◆ Source records
--- Start ---

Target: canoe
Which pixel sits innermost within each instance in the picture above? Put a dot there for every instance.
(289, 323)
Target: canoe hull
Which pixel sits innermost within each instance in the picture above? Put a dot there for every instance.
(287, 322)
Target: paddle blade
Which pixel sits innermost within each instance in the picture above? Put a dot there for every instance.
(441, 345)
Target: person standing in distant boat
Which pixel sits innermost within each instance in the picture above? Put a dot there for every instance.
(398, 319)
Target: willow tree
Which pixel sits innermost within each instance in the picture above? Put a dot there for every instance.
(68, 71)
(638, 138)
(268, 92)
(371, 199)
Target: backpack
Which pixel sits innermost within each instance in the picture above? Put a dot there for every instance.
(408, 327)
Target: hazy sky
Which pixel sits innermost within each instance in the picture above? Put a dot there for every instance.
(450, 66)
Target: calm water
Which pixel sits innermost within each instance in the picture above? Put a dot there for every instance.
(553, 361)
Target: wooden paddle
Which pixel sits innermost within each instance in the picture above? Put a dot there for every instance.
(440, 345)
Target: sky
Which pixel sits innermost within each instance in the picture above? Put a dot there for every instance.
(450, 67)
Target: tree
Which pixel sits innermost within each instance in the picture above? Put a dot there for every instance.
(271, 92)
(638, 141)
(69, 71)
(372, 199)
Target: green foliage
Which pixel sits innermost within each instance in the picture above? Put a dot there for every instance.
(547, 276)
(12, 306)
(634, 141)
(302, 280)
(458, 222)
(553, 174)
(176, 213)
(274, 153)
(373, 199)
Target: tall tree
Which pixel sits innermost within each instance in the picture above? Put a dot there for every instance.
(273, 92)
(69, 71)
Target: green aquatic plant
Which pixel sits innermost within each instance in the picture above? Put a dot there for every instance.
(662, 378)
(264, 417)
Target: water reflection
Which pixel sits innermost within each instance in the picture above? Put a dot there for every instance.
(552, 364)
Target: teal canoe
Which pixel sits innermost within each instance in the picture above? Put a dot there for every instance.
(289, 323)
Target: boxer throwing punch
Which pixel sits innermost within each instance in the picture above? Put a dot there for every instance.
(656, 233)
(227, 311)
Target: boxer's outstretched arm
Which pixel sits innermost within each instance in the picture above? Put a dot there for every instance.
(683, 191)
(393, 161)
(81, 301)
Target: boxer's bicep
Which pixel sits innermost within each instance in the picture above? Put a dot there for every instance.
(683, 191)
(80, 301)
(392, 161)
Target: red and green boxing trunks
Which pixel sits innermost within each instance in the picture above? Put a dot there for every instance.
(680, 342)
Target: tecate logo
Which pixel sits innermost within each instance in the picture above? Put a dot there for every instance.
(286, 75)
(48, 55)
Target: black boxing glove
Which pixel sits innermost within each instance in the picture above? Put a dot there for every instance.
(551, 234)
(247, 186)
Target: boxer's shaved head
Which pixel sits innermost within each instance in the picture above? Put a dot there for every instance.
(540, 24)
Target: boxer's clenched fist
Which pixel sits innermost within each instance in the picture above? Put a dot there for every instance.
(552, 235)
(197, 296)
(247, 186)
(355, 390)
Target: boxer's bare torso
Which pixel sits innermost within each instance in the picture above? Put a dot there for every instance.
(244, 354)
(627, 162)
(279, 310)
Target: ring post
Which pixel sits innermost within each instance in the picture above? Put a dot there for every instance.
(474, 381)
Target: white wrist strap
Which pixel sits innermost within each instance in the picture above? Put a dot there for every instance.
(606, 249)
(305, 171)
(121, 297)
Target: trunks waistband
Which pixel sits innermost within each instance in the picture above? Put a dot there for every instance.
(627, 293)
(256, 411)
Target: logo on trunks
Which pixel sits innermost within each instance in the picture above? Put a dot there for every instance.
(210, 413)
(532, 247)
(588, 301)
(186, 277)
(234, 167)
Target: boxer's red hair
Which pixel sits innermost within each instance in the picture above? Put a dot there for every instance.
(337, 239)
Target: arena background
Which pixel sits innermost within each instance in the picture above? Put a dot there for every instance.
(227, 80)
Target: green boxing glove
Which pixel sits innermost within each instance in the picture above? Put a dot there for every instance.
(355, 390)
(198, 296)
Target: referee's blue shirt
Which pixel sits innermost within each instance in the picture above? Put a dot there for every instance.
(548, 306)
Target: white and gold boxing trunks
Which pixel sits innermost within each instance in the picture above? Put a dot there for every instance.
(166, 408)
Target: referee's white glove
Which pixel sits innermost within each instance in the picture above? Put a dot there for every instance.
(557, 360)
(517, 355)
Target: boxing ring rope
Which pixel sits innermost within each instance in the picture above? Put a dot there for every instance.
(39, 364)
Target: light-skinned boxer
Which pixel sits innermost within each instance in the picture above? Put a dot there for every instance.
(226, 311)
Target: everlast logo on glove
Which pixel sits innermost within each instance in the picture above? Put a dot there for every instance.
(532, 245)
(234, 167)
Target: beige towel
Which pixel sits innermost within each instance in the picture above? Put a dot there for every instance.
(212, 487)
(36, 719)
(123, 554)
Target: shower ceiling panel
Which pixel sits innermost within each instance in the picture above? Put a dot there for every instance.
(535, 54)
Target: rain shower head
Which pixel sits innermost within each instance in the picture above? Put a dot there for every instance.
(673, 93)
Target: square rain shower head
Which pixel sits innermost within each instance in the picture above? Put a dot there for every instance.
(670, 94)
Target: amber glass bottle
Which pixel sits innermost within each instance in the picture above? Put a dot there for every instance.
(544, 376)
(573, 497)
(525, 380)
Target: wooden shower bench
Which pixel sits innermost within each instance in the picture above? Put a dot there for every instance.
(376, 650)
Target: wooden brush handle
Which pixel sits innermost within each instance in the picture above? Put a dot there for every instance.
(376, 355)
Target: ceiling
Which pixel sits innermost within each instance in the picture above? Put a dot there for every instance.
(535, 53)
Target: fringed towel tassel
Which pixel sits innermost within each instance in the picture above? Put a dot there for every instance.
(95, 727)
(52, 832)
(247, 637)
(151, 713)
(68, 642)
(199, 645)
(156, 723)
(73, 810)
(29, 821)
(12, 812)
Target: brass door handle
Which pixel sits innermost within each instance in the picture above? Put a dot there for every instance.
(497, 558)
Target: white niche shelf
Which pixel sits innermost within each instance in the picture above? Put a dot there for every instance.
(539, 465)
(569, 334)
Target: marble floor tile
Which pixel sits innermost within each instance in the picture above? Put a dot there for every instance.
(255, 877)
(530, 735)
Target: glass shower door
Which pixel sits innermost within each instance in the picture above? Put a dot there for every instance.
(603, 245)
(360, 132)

--- End ---

Exactly and only the lines from the line containing "Target: everlast logo on glove" through the last line of the entries should be copied, both ends included.

Target: everlast logo on glove
Which pixel sits innermost within each instance in the picture above? Put a dot there for every instance.
(532, 245)
(234, 167)
Target: beige towel
Which pixel sits innermost within each instance in the picture above? Put a dot there for every instance.
(212, 487)
(36, 719)
(123, 554)
Target: shower ceiling panel
Which pixel sits innermost within each instance in the picture above? Put a dot there for every instance.
(535, 54)
Target: rain shower head
Which pixel sits innermost within each instance in the picture above? Put a dot there for every instance.
(673, 93)
Target: square rain shower head
Which pixel sits innermost within each instance in the picture above? Put a dot there for every instance.
(670, 94)
Target: amber glass bottle
Which pixel sits innermost within each instance in the picture above? Put a dot there for every instance.
(544, 376)
(573, 497)
(525, 380)
Target: wooden shower bench
Which pixel sits innermost within each instance in the picture above? Put a dot there for every instance.
(376, 650)
Target: wooden brush handle
Which pixel sits innermost within each instance in the picture above? Put a dot there for every instance.
(376, 355)
Target: ceiling
Which pixel sits innermost within each instance in the picture above? Put a dot there for every instance.
(535, 53)
Target: fringed towel tassel
Which pixel sits innermost within each instance in the picture above? Put a dot there for every instance.
(95, 727)
(52, 832)
(247, 637)
(151, 713)
(68, 642)
(199, 645)
(156, 723)
(73, 810)
(29, 821)
(12, 812)
Target: brass door handle
Which pixel sits innermost within each instance in the picture above? Put a dot there for every instance.
(497, 558)
Target: white niche shelf
Which pixel sits innermost within each instance in the picture above? Put a dot there for every instance.
(539, 465)
(569, 334)
Target: marble floor tile
Which pixel sits innermost within each instance in the picture above? Put a dot there for every instance.
(255, 877)
(530, 735)
Target: glass shower door
Which pixel sits innermost within each instance in the picture above? Put a dot there for every instance.
(603, 245)
(360, 132)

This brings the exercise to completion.